- [Texte de l'exercice]
******************************

Stéphane Gatignon avait pourtant suivi toutes les étapes du catéchisme révolutionnaire. "J'ai baigné dans le communisme", résume-t-il. Dès l'enfance, avec des grands-parents résistants et communistes et des parents militants investis au PCF. Logiquement, le jeune garçon s'inscrit dans le mouvement des pionniers, part en colonie de vacances avec ses copains d'Argenteuil, où son père est adjoint au maire, et effectue une virée à Moscou pour le Festival mondial de la jeunesse.

 


A 15 ans, il entre aux Jeunesses communistes (JC). A 17 ans, il fait ses premières armes de militant pendant le mouvement lycéen de 1986. Un engagement total. "Ça devient très vite ma vie, je commence à y passer mes soirées. C'est d'ailleurs pour ça que j'ai eu un peu de mal à avoir mon bac : j'ai échoué deux fois", raconte-t-il dans son livre d'entretien A ceux que la gauche désespère (Le Cherche Midi, 2008). Mais les débats internes au PCF pendant la période de la perestroïka en Union soviétique, à partir du milieu des années 1980, vont le bousculer. Face à la chute du mur de Berlin et à Tiananmen, en 1989, il s'éloigne progressivement de la ligne officielle du parti, trop conservatrice à ses yeux.

 


Il se fait exclure des JC. Rejoint les refondateurs. Suit des études d'histoire et commence une thèse sur le communisme municipal. Puis devient l'attaché parlementaire de François Asensi, député communiste de la Seine-Saint-Denis, qui l'aide à s'installer à Sevran, une des villes de sa circonscription. Il n'y a aucune attache mais son parachutage réussit : en 2001, à la surprise générale, il l'emporte face à la municipalité de droite. "Le parti m'a laissé y aller parce qu'ils devaient penser que je ne pourrai jamais gagner", s'amuse-t-il.

 


Il a 32 ans et commence à gérer une ville de 50 000 habitants en grande difficulté, une des plus pauvres et des plus jeunes de France. La commune est pratiquement en faillite. Les industries locales sont en train de fermer. Le chômage gangrène les quartiers sensibles. Les bâtiments municipaux sont dans un sale état. Dangereux même. "Ma première décision a été d'acheter une quinzaine de cornes de brume pour que les enseignants puissent sonner l'alerte en cas d'incendie."

******************************

- [Données recueillies]
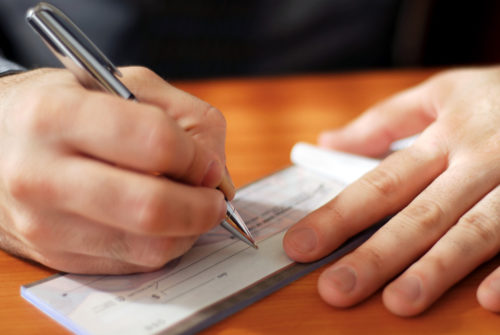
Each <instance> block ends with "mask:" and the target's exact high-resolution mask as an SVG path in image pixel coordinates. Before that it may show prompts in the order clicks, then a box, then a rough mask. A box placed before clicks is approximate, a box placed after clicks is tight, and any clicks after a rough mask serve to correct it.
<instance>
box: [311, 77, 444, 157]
mask: <svg viewBox="0 0 500 335" xmlns="http://www.w3.org/2000/svg"><path fill="white" fill-rule="evenodd" d="M429 87H430V85H429V84H428V82H425V83H423V84H421V85H419V86H416V87H413V88H411V89H408V90H406V91H403V92H401V93H399V94H396V95H395V96H393V97H391V98H389V99H388V100H385V101H383V102H381V103H379V104H377V105H375V106H373V107H371V108H370V109H368V110H367V111H366V112H365V113H363V114H362V115H361V116H360V117H358V118H357V119H355V120H354V121H353V122H351V123H350V124H348V125H347V126H345V127H344V128H341V129H338V130H329V131H325V132H323V133H321V134H320V136H319V138H318V144H319V145H320V146H322V147H326V148H330V149H336V150H340V151H346V152H352V153H356V154H360V155H365V156H372V157H376V156H381V155H383V154H385V153H386V152H387V151H388V149H389V147H390V145H391V143H392V142H394V141H395V140H398V139H401V138H404V137H407V136H410V135H414V134H416V133H418V132H421V131H422V130H423V129H424V128H425V127H427V126H428V125H429V124H430V123H431V122H433V121H434V120H435V114H436V113H435V108H434V107H433V106H434V104H433V103H432V100H433V99H432V94H431V90H430V88H429Z"/></svg>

******************************

- [Consigne]
Poursuivez le texte sur Stéphane Gatignon à partir de sa dernière phrase, celle des cornes de brume. Vous n'avez pas besoin des données.

- [Réponse]
De ce choc initial, il en ressort avec la volonté d'être pragmatique. Les histoires d'appareil ne le passionnent plus beaucoup. Là où le PC est empêtré dans son histoire, lui parle sans tabou de la violence, de la misère sociale et culturelle, des trafics de drogue. Les émeutes de l'automne 2005 ont touché Sevran très durement. Le maire se souvient d'avoir eu l'impression de vivre "dans un camp retranché" pendant de longues nuits. Des violences qui l'ont marqué profondément.

 


Comme l'incendie criminel à l'origine de la mort de cinq personnes, dont trois enfants, en août 2009 dans le quartier des Beaudottes. Très probablement la conséquence des trafics de drogue qui pourrissent la vie de la cité. "Cela a été une vraie rupture pour moi. Personne n'est venu pour la commémoration. Pas un ministre, pas un préfet. Je l'ai très mal vécu. J'ai été à deux doigts de tout arrêter." Comme si les élites ne voulaient pas voir la gravité de la situation. Comme si personne ne voulait se mobiliser pour les quartiers.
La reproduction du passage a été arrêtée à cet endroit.